[[ TEXT SECTION open ]]
At this point in your design thinking process, you likely completed the ‘Empathize’ stage and are ready to start defining the problem your team needs to solve. The second stage — ‘Define’ — guides teams through the synthesis of user research to clarify the problem and draft up a good problem statement for your team to solve.
Many business leaders implement design thinking to address “Wicked Problems” in their operations, only to be disappointed by the outcomes. Get the results you want by learning how experts handle design thinking’s Define phase. Doing so reduces your risk of do-overs and lackluster performance.
When you give adequate attention to the Define stage, you’ll get the best outcomes — results that you can build upon later using a systematic, scalable approach. Here’s how.
Know the importance of defining in design thinking
The Define phase of design thinking is a stage devoted to crystallizing the problem and its complexities.
“Teams need to align on what problem they are solving,” explains LUMA Institute CEO Chris Pacione in a 2022 interview with the hosts of Water in Real Life. The show is an exploration of governments’ and private sectors’ management of complex issues surrounding the world’s most threatened natural resource. Global water management is just one of an illimitable number of applications where design thinking shows its value.
Chris laughs, recalling times when he neglected the Define phase (he calls it a mindset) of design thinking. “The last thing you want to do is march down too far and realize, ‘Oh, I thought we were solving this problem.’ I personally have experience doing a great job at solving… the wrong problem!”
When you succeed in design thinking’s Define phase, you’ll prevent that headache.
What is the Define stage of design thinking?
The Define stage, also known as the ‘problem definition’ stage, is where the real problem is identified and framed. It involves gaining a deep understanding of the problem space, defining the specific needs and aspirations of the users or customers, and creating a clear, actionable problem statement that guides the design process.
[[ TEXT SECTION closed ]]
[[ SOURCE DATA open ]]
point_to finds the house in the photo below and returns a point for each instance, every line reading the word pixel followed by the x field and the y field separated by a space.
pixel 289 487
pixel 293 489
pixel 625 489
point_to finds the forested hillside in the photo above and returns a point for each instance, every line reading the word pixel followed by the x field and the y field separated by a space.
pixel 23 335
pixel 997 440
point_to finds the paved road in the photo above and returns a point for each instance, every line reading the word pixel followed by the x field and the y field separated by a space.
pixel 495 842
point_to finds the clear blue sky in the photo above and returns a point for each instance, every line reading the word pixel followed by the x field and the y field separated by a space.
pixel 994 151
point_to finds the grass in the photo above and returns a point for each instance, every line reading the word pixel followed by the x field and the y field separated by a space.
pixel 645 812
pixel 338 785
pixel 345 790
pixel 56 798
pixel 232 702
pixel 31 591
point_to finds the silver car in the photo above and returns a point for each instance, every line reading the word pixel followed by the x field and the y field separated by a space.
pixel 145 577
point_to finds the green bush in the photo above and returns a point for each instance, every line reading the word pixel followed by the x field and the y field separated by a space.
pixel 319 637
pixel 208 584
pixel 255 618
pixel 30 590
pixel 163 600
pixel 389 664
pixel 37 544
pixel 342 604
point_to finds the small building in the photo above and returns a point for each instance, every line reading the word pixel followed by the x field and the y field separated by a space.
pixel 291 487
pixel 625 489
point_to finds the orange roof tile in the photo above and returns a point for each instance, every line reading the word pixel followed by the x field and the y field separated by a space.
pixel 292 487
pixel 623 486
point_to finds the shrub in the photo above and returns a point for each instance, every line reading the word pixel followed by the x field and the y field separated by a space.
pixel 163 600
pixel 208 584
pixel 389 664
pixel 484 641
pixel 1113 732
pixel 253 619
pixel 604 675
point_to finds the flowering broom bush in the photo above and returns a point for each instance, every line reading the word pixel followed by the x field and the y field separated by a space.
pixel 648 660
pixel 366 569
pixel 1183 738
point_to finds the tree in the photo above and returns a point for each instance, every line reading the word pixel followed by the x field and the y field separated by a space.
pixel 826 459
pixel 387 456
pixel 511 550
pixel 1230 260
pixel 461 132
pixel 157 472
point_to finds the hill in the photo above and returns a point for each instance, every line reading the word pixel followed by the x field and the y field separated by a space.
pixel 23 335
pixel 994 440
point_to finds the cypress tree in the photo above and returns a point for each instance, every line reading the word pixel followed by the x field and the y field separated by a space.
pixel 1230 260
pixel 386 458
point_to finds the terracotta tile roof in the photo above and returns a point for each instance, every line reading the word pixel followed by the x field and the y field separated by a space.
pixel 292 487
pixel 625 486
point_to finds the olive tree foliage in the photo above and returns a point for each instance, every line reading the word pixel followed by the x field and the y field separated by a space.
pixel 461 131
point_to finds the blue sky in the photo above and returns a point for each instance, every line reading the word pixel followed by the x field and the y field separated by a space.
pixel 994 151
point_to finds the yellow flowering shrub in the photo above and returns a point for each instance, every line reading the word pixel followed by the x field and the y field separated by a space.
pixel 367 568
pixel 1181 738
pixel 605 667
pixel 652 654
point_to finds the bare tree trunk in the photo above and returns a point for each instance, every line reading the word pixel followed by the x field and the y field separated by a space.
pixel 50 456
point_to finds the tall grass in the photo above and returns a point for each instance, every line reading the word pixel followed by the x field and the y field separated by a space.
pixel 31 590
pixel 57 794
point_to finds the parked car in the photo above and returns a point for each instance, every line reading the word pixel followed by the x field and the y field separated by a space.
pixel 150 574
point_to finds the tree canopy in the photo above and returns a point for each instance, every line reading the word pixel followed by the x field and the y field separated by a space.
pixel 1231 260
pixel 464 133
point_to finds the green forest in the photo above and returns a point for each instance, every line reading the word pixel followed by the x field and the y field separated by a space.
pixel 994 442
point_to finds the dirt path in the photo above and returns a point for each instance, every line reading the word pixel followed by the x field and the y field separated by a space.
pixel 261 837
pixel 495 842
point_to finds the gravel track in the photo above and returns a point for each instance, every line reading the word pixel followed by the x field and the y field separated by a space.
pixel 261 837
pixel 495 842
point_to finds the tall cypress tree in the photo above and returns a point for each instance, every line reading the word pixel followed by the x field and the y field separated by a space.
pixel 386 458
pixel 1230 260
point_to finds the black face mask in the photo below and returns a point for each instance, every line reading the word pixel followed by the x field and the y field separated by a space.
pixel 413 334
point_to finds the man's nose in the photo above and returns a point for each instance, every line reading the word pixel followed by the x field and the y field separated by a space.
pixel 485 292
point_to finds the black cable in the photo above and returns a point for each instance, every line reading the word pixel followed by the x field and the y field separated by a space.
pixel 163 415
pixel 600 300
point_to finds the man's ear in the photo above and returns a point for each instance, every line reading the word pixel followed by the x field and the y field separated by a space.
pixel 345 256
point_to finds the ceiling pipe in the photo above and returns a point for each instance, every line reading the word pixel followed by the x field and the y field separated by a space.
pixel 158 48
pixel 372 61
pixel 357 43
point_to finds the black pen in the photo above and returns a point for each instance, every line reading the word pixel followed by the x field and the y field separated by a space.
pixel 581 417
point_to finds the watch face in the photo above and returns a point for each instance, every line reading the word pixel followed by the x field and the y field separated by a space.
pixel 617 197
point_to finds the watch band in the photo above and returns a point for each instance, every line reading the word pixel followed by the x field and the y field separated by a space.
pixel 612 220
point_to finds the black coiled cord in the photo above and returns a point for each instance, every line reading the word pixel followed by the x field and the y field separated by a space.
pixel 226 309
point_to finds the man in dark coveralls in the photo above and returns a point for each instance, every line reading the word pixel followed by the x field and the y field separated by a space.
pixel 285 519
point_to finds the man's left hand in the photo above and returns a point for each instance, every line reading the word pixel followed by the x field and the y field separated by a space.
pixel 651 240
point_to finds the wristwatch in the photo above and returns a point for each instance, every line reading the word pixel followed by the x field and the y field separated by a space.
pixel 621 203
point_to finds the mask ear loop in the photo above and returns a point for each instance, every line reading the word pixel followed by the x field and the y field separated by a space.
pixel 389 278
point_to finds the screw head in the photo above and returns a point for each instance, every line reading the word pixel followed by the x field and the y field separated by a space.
[[ SOURCE DATA closed ]]
> [COMPLETE THE FOLLOWING]:
• 1. In the design thinking text, rewrite the passage from "When you give" to "shows its value.", changing "crystallizing" to "clarifying".
• 2. Answer these questions using the design thinking text:
(a) What is Chris Pacione's role at LUMA Institute?
(b) In what year did he give the interview to the hosts of Water in Real Life?
(c) What other name does the text give for the Define stage?
• 3. According to the design thinking text, what does the Define stage involve? List every activity it names.

> [RESULTS IN ORDER]:
• 1.
When you give adequate attention to the Define stage, you’ll get the best outcomes — results that you can build upon later using a systematic, scalable approach. Here’s how.
Know the importance of defining in design thinking
The Define phase of design thinking is a stage devoted to clarifying the problem and its complexities.
“Teams need to align on what problem they are solving,” explains LUMA Institute CEO Chris Pacione in a 2022 interview with the hosts of Water in Real Life. The show is an exploration of governments’ and private sectors’ management of complex issues surrounding the world’s most threatened natural resource. Global water management is just one of an illimitable number of applications where design thinking shows its value.

• 2.
(a) He is the CEO.
(b) 2022.
(c) The 'problem definition' stage.

• 3.
- Gaining a deep understanding of the problem space
- Defining the specific needs and aspirations of the users or customers
- Creating a clear, actionable problem statement that guides the design process